What the task requires ▸ Among the entries below, only the lines from the one with "Point out the brick" through the one with "Point out the strawberry sauce" are wanted, reproduced exactly. Pictures are not wanted.

--- Material to process Enclosed Below ---

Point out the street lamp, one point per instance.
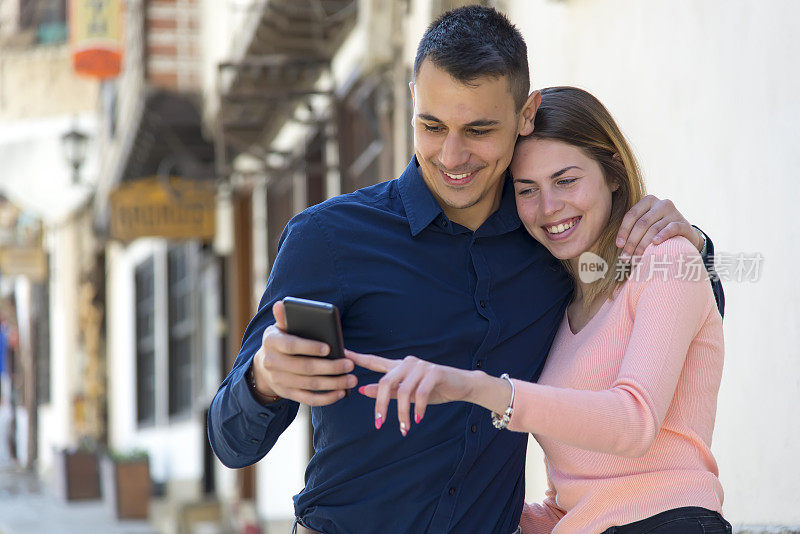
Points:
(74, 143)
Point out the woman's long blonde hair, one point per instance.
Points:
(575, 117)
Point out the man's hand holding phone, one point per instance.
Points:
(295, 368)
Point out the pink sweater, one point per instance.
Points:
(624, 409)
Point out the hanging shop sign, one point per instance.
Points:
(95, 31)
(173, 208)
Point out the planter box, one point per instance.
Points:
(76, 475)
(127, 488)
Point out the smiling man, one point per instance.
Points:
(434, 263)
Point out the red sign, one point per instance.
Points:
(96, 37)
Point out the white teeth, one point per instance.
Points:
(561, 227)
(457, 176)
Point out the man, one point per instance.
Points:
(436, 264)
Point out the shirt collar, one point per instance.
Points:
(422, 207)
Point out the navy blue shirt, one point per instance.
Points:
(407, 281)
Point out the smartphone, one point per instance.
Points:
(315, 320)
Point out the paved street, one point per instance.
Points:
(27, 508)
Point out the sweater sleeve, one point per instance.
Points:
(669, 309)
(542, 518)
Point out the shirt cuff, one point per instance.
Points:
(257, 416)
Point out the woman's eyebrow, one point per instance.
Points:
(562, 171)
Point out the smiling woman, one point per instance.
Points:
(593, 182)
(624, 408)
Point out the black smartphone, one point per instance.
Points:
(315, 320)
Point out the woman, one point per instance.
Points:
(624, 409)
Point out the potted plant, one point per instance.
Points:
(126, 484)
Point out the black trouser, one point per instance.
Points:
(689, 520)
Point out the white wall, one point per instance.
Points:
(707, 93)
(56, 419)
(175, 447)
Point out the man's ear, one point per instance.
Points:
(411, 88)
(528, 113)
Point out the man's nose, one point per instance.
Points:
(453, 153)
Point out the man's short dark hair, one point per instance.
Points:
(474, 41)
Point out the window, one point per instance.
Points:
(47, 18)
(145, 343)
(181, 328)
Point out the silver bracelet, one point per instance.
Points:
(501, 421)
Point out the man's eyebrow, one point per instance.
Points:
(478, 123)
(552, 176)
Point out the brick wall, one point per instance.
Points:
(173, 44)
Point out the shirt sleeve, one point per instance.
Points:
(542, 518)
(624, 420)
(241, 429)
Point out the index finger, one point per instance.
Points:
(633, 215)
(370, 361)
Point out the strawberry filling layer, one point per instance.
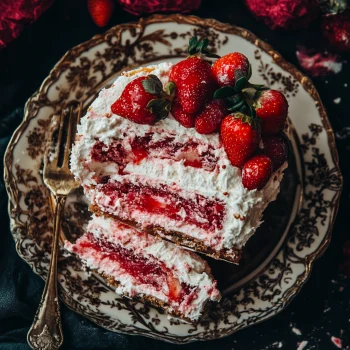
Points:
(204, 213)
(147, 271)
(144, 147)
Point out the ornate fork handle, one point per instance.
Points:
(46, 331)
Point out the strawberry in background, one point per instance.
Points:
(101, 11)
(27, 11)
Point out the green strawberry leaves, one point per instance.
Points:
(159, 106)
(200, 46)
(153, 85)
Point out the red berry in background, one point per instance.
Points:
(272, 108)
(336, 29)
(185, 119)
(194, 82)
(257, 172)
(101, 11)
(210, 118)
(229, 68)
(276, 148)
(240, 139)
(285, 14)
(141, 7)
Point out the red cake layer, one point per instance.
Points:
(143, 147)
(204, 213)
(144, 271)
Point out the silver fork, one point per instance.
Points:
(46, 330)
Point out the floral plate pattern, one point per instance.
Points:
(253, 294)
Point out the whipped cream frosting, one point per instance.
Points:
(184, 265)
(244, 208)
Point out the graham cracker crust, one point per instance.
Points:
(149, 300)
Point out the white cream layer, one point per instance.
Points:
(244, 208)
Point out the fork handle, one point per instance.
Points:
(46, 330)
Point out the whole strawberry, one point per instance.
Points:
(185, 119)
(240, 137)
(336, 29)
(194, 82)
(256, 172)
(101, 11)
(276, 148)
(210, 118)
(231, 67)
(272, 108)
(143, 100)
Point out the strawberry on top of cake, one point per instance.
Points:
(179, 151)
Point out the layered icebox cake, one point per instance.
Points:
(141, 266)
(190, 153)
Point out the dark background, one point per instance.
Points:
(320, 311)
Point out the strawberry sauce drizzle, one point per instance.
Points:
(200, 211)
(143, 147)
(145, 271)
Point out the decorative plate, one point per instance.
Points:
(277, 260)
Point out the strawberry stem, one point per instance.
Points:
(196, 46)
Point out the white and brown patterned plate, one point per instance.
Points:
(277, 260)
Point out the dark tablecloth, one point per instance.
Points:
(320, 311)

--- End of Enclosed Material to process ---
--- Material to process Enclosed Below ---

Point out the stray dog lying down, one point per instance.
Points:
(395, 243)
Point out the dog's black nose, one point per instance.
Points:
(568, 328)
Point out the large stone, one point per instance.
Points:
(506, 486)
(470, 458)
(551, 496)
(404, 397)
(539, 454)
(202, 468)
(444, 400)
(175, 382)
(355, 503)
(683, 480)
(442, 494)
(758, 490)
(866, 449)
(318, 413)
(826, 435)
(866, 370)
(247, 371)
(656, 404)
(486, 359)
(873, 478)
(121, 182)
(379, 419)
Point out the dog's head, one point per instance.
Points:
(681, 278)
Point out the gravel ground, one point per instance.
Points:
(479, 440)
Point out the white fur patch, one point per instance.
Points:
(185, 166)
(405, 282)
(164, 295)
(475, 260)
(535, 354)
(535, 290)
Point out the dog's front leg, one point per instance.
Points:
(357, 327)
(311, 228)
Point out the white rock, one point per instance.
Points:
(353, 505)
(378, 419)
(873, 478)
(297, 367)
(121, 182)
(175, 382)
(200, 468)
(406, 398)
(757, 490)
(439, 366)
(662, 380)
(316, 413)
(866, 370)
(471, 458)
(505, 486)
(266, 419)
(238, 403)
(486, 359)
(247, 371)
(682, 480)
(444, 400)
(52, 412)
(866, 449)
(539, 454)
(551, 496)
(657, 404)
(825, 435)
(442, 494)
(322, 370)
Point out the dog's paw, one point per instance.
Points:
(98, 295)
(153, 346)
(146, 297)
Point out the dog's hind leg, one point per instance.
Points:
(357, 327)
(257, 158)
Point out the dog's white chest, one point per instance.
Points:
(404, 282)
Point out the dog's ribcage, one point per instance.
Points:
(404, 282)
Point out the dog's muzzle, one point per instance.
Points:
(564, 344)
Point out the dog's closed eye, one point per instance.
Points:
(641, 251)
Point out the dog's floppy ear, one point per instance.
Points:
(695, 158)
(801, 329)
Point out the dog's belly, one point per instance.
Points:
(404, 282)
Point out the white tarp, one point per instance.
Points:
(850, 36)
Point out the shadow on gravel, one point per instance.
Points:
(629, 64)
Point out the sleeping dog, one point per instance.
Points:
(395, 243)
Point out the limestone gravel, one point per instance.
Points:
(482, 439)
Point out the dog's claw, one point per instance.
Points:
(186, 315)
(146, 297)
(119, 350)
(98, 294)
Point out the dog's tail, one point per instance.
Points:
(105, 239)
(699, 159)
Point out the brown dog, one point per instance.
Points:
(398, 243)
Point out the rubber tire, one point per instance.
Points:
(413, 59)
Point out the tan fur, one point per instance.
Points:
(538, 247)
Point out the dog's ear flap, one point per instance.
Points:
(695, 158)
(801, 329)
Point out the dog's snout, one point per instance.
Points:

--- End of Enclosed Material to process ---

Output below ▸
Point out the brick wall, one point per instance.
Points:
(173, 44)
Point out the shirt sleeve, one point per instance.
Points:
(542, 518)
(624, 420)
(241, 429)
Point out the index finger, one point per instance.
Points:
(633, 215)
(370, 361)
Point out the strawberry filling layer, one point per instance.
Points:
(204, 213)
(147, 271)
(144, 147)
Point out the ornate fork handle, one point per instance.
Points:
(46, 331)
Point out the strawberry in background, one point per instance.
Points:
(101, 11)
(27, 11)
Point out the green strawberry leaves, one point per instance.
Points:
(159, 106)
(200, 46)
(153, 85)
Point out the red berry in background, one point per instance.
Points:
(272, 108)
(336, 29)
(185, 119)
(194, 82)
(257, 172)
(101, 11)
(210, 118)
(229, 68)
(276, 148)
(240, 139)
(285, 14)
(141, 7)
Point out the red cake layer, one point per instance.
Points:
(143, 147)
(204, 213)
(144, 271)
Point out the silver fork, one point per instance.
Points:
(46, 330)
Point out the floral plate pattern, one point per instance.
Points:
(253, 294)
Point out the whipped cream frosting, one point per instance.
Points:
(184, 265)
(244, 208)
Point out the graham cracker crust, one point per instance.
Points:
(149, 300)
Point out the white cream layer, one point per instance.
Points:
(244, 208)
Point out the fork handle, one point per instance.
Points:
(46, 330)
Point out the whole strawberry, one point per instance.
Points:
(185, 119)
(240, 137)
(336, 29)
(194, 82)
(256, 172)
(101, 11)
(276, 148)
(210, 118)
(231, 67)
(272, 108)
(143, 100)
Point out the strawberry on top of cake, one point per instance.
Points:
(179, 151)
Point out the layered icebox cake, one point per instance.
Points:
(141, 266)
(190, 153)
Point out the dark background, one point per instance.
Points:
(320, 311)
Point out the strawberry sauce drizzle, one point per instance.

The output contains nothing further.